[Supplied material]
※ ※ ※
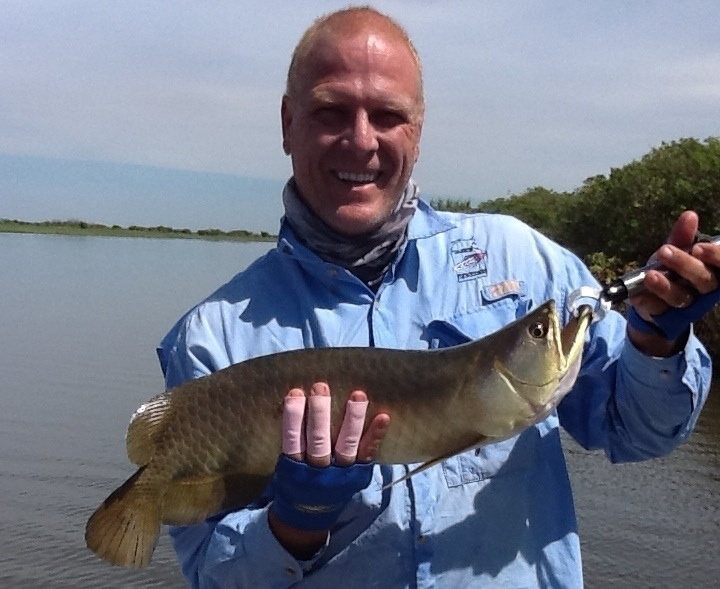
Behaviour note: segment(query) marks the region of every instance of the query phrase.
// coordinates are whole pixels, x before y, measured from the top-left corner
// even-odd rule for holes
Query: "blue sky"
[[[0,217],[270,230],[292,49],[342,1],[3,0]],[[475,202],[720,135],[716,0],[383,0],[424,62],[415,178]]]

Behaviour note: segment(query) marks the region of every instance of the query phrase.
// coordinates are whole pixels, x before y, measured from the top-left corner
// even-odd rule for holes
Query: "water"
[[[86,548],[129,476],[128,417],[163,388],[154,348],[270,244],[0,234],[0,587],[182,587],[165,534],[150,567]],[[720,391],[671,457],[612,466],[568,442],[586,583],[715,587]]]

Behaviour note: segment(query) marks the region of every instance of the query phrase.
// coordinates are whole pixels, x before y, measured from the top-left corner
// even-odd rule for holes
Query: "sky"
[[[280,99],[332,0],[0,0],[0,218],[275,232]],[[573,190],[720,135],[716,0],[381,0],[423,60],[430,198]]]

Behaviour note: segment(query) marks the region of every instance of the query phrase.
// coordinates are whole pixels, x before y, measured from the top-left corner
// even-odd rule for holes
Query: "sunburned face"
[[[361,235],[396,206],[419,153],[418,66],[397,35],[359,29],[314,44],[282,104],[283,147],[305,203]]]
※ ※ ※
[Aim] Render all of the records above as a two-column CSV with the columns instruction and mask, one row per record. Put each record's text in instruction and its answer in mask, enclose each field in quotation marks, replace line breaks with spaces, and leave the pictures out.

[Written solution]
instruction,mask
"Behaviour note: segment(query) marks the region of every instance of the query phrase. // coordinates are whole pixels, x before y, measured from the top-left corner // even-odd rule for holes Query: ""blue sky""","[[[0,217],[270,230],[292,49],[342,1],[3,0]],[[475,202],[720,135],[716,0],[383,0],[424,62],[415,178]]]"
"Behaviour note: segment(query) marks the region of every instance of the query phrase. // coordinates are whole pixels, x before y, measured from the top-left corner // even-odd rule for holes Query: ""water""","[[[86,548],[129,476],[128,417],[163,388],[154,348],[270,244],[0,234],[0,587],[182,587],[165,534],[150,567]],[[720,391],[671,457],[612,466],[568,442],[586,583],[715,587]]]"
"Behaviour note: segment(query) marks the region of every instance of the query phrase. // coordinates are whole pixels, x before y, measured from the top-left corner // even-odd rule for holes Query: ""sky""","[[[280,99],[332,0],[0,0],[0,218],[275,232]],[[573,190],[720,135],[716,0],[381,0],[423,60],[430,198]]]"
"Behaviour note: segment(query) marks the region of every instance of the query phrase. // coordinates are whole pixels, x before y, measured from the top-left corner // even-odd rule for holes Query: ""sunburned face""","[[[361,235],[396,206],[419,153],[418,66],[397,35],[359,29],[314,44],[282,104],[283,147],[305,203]]]"